### WHAT NEEDS TO BE DONE
Reproduce the lines of the records running from the line containing "target | paved walkway" through the end of the records, inclusive, substituting "stone path" for "paved walkway" and leaving everything else unchanged.

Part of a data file
_ _ _ _ _
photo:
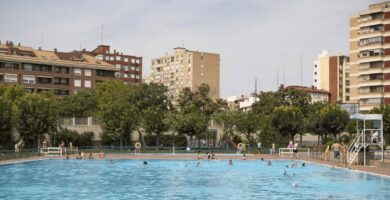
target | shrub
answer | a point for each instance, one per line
(166, 140)
(77, 139)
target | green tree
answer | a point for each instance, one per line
(154, 106)
(155, 121)
(287, 121)
(117, 112)
(248, 123)
(385, 111)
(228, 120)
(333, 120)
(5, 119)
(82, 104)
(35, 115)
(267, 103)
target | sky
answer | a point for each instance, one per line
(255, 38)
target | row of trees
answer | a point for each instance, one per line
(145, 108)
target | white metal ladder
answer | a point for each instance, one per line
(355, 147)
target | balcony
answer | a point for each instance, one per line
(44, 80)
(371, 41)
(371, 53)
(370, 29)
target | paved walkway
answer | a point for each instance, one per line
(368, 169)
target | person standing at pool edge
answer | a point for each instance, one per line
(295, 150)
_ _ _ _ _
### PROBLEM SOLUTION
target | stone path
answer | a point for each instance, one per line
(368, 169)
target | person standing at pool edge
answer | a point for each instance, one per line
(295, 150)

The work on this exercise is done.